SOURCE TEXT:
[Start]
Do you have information of how to form a nominating committee for a self-managed condominium?

Mister Condo replies:

N.L., that is a very interesting question. The answer lies in your governing documents which may or may not outline the procedure for forming the Nominating Committee. If the documents are silent on the Nominating Committee formation (which would be my guess), the association is then free to create its own rules regarding the formation of the Nominating Committee. There would be a motion to do so at a meeting, a vote to ratify the decision, and so on. Keep in mind that your association is also bound by state laws so be sure to do so in an open forum where all unit owners know what is going on. It should also be noted that the function of the Nominating Committee is to propose, not endorse, candidates. Also, keep in mind that qualified individual unit owners are always free to run for a position on the Board, regardless of whether or not the Nominating Committee has presented the unit owner as a potential candidate.
[End]
PROVIDED DATA:
[Start]
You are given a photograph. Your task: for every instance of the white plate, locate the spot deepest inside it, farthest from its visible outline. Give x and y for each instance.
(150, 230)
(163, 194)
[End]
WHAT YOU HAVE TO DO:
Summarize the nominating committee text above in two sentences.

CORRECT RESULT:
A self-managed condominium's governing documents may set out how to form its Nominating Committee, and if they are silent, the association is free to create its own rules through a motion and a vote in an open forum, while still bound by state laws. The committee's function is to propose candidates, not endorse them, and qualified unit owners are always free to run for the Board whether or not the committee has presented them.